Document segment:
Researchers at Rensselaer Polytechnic Institute have shown that four strains of E. coli bacteria working together can convert sugar into the natural red anthocyanin pigment found in strawberries, opening the door to economical natural colors for industrial applications. “The research marks the first biosynthesis method using four strains of bacteria to manufacture a compound in a single step”, said Mattheos Koffas, a professor of chemical and biological engineering at Rensselaer. “We feed the bacteria glucose and they do the rest”, he added.
Koffas’ lab has been investigating a production method of anthocyanins involving genetic engineering since 2005. In its current research, the molecular pathway was divided into modules among four different strains of bacteria and modified to assemble anthocyanin in stages. The modules produced intermediates that easily diffuse out of the bacterial cell. When combined in a single flask, the first bacteria ingest sugar and produce "intermediate" compounds, phenylpropanoic acids, which are then ingested by the second bacteria. This produces a second intermediate and this continues until the fourth strain produces anthocyanin.

Supplied data:
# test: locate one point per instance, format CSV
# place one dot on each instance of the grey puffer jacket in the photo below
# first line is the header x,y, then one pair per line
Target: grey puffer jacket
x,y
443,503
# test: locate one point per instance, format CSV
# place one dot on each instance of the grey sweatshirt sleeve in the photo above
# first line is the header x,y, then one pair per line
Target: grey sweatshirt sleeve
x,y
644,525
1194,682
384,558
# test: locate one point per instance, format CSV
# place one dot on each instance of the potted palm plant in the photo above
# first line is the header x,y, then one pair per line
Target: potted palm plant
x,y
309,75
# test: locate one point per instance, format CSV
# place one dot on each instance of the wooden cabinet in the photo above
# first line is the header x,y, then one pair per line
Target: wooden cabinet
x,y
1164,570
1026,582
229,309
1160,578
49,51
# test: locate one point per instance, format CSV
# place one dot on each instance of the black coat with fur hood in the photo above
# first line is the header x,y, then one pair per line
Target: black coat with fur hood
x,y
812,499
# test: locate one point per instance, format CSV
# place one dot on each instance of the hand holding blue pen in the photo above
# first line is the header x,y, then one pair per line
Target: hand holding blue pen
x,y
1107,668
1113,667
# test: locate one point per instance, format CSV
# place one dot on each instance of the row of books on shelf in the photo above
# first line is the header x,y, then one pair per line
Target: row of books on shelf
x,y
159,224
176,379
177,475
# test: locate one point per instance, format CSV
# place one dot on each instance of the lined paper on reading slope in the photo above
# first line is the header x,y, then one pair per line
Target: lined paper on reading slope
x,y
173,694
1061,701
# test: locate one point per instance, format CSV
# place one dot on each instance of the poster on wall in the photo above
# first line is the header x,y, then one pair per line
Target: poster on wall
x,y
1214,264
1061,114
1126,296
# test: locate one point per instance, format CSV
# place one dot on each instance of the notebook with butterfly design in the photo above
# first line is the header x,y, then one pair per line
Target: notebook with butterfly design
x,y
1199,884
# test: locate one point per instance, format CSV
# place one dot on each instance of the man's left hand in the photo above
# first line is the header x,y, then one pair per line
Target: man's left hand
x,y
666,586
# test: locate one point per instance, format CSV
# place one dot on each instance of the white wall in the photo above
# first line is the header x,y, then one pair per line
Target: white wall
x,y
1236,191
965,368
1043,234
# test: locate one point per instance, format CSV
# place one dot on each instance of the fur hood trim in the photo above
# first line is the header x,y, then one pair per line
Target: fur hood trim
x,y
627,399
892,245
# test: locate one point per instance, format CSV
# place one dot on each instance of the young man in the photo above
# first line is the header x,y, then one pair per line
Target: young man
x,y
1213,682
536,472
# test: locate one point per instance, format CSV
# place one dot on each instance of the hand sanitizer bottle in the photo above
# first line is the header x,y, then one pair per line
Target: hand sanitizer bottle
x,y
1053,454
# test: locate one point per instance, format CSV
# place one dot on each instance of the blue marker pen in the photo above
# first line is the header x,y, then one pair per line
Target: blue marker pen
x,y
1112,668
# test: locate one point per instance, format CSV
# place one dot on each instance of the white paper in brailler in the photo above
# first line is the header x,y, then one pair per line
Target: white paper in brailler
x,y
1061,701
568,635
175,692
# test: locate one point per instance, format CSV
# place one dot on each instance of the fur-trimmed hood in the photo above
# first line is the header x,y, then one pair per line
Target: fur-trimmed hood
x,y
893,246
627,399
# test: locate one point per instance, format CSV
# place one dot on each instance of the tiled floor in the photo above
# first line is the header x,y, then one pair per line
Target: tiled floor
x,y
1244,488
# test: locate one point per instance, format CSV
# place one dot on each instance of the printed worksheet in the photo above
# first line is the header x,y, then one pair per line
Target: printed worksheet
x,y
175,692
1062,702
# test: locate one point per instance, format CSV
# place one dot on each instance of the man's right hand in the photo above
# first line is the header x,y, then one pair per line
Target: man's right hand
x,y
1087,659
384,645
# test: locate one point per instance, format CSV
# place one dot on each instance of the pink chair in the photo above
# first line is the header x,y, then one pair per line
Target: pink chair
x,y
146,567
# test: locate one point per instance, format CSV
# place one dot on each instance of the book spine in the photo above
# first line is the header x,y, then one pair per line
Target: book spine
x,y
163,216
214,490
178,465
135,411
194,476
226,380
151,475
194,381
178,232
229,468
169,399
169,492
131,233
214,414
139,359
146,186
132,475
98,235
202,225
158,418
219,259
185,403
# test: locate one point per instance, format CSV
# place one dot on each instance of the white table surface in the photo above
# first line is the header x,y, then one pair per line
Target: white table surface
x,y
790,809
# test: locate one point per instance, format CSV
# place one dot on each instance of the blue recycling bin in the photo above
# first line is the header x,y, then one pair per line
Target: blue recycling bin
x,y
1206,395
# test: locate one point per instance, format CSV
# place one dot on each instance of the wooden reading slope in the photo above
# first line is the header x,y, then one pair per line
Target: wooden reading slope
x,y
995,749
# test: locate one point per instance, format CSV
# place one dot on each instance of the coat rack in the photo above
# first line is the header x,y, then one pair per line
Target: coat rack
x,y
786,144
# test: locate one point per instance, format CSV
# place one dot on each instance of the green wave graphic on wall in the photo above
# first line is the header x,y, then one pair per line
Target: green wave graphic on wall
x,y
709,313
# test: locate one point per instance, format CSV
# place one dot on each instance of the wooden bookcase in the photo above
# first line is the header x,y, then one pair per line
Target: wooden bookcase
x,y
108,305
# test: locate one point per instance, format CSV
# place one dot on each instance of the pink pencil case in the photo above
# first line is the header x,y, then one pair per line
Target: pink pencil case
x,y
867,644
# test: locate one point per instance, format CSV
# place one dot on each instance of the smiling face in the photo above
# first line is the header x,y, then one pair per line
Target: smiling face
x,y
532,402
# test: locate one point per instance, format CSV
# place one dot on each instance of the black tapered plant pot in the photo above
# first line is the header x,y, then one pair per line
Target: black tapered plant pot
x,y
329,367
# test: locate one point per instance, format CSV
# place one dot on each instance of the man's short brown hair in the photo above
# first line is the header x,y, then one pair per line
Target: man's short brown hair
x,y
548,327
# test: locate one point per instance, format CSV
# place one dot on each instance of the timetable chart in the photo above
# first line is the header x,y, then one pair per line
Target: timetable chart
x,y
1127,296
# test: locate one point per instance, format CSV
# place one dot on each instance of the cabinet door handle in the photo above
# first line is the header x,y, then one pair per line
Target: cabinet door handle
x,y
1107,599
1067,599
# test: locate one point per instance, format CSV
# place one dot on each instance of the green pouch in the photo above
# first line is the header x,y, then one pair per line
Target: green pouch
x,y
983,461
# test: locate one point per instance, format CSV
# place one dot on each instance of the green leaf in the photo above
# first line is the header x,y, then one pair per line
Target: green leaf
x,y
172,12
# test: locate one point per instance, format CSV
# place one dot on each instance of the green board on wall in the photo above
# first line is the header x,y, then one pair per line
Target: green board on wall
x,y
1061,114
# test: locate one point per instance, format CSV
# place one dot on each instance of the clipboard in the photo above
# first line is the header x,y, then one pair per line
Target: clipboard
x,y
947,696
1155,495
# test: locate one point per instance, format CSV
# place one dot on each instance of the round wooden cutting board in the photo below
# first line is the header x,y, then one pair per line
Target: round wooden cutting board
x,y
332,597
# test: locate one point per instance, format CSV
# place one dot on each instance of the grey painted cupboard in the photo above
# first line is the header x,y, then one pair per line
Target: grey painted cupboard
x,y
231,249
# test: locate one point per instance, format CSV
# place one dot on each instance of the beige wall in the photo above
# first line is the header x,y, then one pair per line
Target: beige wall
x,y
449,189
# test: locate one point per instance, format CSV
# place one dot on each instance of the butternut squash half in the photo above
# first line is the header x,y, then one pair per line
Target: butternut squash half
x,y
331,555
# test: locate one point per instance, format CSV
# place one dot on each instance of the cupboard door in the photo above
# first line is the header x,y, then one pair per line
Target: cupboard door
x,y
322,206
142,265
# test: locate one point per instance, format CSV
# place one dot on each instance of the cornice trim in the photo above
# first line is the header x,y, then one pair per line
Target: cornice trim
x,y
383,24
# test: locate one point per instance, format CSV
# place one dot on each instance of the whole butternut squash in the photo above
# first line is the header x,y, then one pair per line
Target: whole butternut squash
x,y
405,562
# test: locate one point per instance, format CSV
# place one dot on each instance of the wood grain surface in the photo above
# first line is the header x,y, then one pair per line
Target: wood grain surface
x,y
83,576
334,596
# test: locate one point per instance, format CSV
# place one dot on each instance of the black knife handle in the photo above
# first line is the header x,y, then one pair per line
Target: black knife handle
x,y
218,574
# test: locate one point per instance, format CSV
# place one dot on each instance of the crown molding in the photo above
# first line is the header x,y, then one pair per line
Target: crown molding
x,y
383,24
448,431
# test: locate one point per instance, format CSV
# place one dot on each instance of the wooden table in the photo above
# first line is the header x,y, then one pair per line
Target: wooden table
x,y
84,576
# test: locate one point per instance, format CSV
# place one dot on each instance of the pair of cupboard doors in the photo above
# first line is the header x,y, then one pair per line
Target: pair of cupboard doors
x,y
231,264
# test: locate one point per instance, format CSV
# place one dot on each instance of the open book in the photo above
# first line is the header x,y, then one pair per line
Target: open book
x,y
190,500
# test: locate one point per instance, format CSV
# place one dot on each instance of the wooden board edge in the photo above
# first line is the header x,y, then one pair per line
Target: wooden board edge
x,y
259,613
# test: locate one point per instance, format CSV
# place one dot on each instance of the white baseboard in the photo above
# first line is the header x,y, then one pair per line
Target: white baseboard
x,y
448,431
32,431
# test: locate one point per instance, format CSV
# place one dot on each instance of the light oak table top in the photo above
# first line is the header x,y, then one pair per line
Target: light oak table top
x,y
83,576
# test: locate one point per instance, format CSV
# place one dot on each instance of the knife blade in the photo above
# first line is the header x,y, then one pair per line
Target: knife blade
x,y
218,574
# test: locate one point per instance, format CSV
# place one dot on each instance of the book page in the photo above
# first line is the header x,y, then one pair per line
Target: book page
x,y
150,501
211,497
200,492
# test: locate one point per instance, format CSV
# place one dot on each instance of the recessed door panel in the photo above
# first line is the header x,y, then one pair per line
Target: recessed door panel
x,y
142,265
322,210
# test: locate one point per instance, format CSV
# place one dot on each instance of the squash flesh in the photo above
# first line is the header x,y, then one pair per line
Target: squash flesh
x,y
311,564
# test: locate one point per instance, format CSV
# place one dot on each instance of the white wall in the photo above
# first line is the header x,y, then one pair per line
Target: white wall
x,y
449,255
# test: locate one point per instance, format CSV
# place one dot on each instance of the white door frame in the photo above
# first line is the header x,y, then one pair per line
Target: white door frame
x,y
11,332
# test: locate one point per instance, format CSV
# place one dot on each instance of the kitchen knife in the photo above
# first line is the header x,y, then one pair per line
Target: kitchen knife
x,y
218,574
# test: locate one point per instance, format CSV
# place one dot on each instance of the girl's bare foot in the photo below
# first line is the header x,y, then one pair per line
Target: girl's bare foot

Task item A: Please rewrite the paragraph of the anthocyanin article that begins "Koffas’ lab has been investigating" as a short list, keeping its main facts.
Task item B: According to the anthocyanin article, since what year has Koffas’ lab been investigating a genetic-engineering method for producing anthocyanins?
Task item C: Pick up the anthocyanin article after its last sentence and continue it.

Exercise response A:
- Koffas’ lab has studied producing anthocyanins through genetic engineering since 2005.
- In the current research, the molecular pathway was split into modules among four bacterial strains and modified to build anthocyanin in stages.
- The modules made intermediates that easily diffuse out of the bacterial cell.
- In a single flask, the first strain ingests sugar and produces phenylpropanoic acids, which the second strain then ingests.
- That step yields a second intermediate, and the chain continues until the fourth strain produces anthocyanin.

Exercise response B: Since 2005.

Exercise response C:
In the next stage, researchers optimized each stage of the process. Each of the four strains was chosen based on its ability to produce its assigned intermediate. Some segments produced more than others, and the final output produced few milligrams per liter of anthocyanin. "I have no doubt that production of anthocyanins from a recombinant microbial host is the only viable method for making these compounds in an economically sustainable manner," said Koffas.